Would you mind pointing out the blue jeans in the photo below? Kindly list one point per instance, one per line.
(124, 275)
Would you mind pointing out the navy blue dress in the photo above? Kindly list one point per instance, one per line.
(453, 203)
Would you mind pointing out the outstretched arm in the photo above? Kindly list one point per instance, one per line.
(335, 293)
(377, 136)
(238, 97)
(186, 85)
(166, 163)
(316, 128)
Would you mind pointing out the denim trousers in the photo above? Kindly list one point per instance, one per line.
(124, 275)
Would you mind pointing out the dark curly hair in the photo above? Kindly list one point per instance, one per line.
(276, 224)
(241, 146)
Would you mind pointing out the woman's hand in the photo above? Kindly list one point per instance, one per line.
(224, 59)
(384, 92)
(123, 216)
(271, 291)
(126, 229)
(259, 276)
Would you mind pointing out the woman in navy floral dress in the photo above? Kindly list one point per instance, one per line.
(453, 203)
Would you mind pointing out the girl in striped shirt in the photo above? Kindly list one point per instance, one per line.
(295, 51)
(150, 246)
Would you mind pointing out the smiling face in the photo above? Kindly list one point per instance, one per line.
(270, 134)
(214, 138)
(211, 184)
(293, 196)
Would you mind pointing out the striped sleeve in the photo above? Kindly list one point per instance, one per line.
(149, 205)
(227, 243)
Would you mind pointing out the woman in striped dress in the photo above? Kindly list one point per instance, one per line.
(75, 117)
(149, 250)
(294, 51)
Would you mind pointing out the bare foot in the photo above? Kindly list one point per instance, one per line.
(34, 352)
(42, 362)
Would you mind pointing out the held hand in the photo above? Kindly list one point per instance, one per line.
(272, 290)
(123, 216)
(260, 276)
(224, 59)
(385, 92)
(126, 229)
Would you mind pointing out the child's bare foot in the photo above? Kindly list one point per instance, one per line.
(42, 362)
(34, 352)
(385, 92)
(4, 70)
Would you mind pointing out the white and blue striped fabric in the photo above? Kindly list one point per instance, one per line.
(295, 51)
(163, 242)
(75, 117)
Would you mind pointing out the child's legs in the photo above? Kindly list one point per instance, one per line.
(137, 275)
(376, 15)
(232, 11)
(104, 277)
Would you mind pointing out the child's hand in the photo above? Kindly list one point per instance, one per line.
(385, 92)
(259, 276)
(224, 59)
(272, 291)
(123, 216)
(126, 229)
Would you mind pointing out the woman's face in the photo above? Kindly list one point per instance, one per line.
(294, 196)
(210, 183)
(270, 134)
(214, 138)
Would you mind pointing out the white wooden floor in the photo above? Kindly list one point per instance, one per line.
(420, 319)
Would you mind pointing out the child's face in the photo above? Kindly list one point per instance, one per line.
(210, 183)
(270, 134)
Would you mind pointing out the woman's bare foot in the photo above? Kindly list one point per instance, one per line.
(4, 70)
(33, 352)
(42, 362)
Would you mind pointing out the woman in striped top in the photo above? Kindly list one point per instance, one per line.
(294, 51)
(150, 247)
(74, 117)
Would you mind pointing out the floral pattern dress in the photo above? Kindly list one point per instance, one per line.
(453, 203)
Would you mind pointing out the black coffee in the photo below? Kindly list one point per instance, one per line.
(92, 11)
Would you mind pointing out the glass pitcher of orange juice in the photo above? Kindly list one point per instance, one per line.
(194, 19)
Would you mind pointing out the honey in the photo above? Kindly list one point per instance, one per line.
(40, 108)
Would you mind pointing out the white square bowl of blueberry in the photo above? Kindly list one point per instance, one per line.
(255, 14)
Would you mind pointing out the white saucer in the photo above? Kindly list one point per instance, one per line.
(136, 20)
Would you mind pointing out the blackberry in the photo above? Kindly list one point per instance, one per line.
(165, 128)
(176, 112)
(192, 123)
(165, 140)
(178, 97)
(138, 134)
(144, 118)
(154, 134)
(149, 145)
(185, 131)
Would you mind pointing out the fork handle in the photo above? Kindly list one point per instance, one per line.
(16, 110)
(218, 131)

_AIM OF THE EXERCISE_
Reproduce the whole listing verbatim.

_RESULT OF THIS TASK_
Would you mind pointing out the blue jeans in the photo below? Kindly list one point per instance, one per line.
(124, 275)
Would you mind pointing out the navy blue dress in the photo above? Kindly list one point per instance, one per line.
(453, 203)
Would you mind pointing out the outstretched arm in the photo above? Kindly list one point per instance, one per line.
(335, 293)
(377, 136)
(238, 97)
(186, 85)
(166, 163)
(316, 128)
Would you mind pointing out the denim trousers in the photo above? Kindly list one point per instance, one per line.
(124, 275)
Would you mind pointing out the dark curly hair in the photo above? Kindly list one point per instance, one per line.
(276, 224)
(241, 146)
Would you mind pointing out the woman's hand in the photo above? Kindly list one point per instance, one per line.
(224, 59)
(384, 92)
(123, 216)
(271, 291)
(126, 229)
(259, 276)
Would you mind pointing out the woman in navy floral dress in the photo above? Kindly list one point per instance, one per line.
(453, 203)
Would you mind pointing out the girl in striped shirt in the photo above? Kindly list one point per instance, one per line.
(295, 51)
(150, 246)
Would you mind pointing out the smiling face in the photo above? Kindly list one point per instance, one per line.
(270, 134)
(214, 138)
(211, 184)
(293, 196)
Would you mind pointing out the striped sleeve in the photo above? Kindly list one point per instance, one per line.
(149, 205)
(227, 243)
Would you mind pointing out the woman in striped dress in the photo above? Kindly list one point per instance, one per line.
(75, 117)
(149, 250)
(294, 51)
Would you mind pointing out the bare foot in the photo above? Kindly list one point per instance, one per line.
(34, 352)
(42, 362)
Would you mind pointing out the held hand in the photo above? Kindly list one point per instance, one per line.
(272, 290)
(123, 216)
(260, 276)
(224, 59)
(385, 92)
(126, 229)
Would you mind pointing out the child's bare foot in the photo above? Kindly list one point per instance, one per line.
(42, 362)
(34, 352)
(385, 92)
(4, 70)
Would you mind pointing out the white and blue striped fabric in the photo above? Kindly list one point per instance, one per line.
(295, 51)
(163, 242)
(75, 117)
Would you mind pointing out the child's legs in the photo above? Kindly list one point per instance, one per line.
(137, 275)
(376, 15)
(232, 11)
(104, 277)
Would you mind pointing out the child's hand in the photo above? Kindly list one point per instance, one per line.
(385, 92)
(259, 276)
(224, 59)
(272, 291)
(123, 216)
(126, 229)
Would you mind pointing out the woman's face in the photo above? Kindly list one point per instance, one per line.
(294, 196)
(210, 183)
(270, 134)
(214, 138)
Would you mind pointing out the white wooden floor in the photo above? Kindly list one point per instance, one per line.
(420, 319)
Would you mind pointing out the child's face in the photo above? Kindly list one point per instance, one per line.
(210, 183)
(270, 134)
Would you mind pointing out the woman's bare foot in the photo above? Kindly list one point per instance, one per line.
(4, 70)
(33, 352)
(42, 362)
Would you mind pointing out the woman in striped top in the photo above? Kindly list one point per instance, one per line.
(294, 51)
(150, 247)
(74, 117)
Would you mind pointing out the floral pattern dress in the photo above? Kindly list one point per instance, one per line.
(453, 203)
Would you mind pointing out the black coffee in the photo below? Kindly list one point per instance, one per line.
(92, 11)
Would you mind pointing out the glass pitcher of orange juice in the photo above? Kindly list one point per instance, one per line.
(194, 19)
Would you mind pointing out the honey in the photo above? Kindly list one point per instance, one per line.
(40, 108)
Would you mind pointing out the white square bowl of blueberry in the photo above? Kindly list one point per instance, one per line.
(255, 14)
Would you mind pointing out the white saucer in the photo above? Kindly list one point per instance, one per line.
(136, 20)
Would you mind pointing out the blackberry in the photo above? Kindly list one point per instance, one per line.
(165, 128)
(176, 112)
(192, 123)
(165, 140)
(178, 97)
(138, 134)
(144, 118)
(154, 134)
(149, 145)
(185, 131)
Would you mind pointing out the fork handle in the photo above? Kindly list one point per instance, one per line.
(16, 110)
(218, 131)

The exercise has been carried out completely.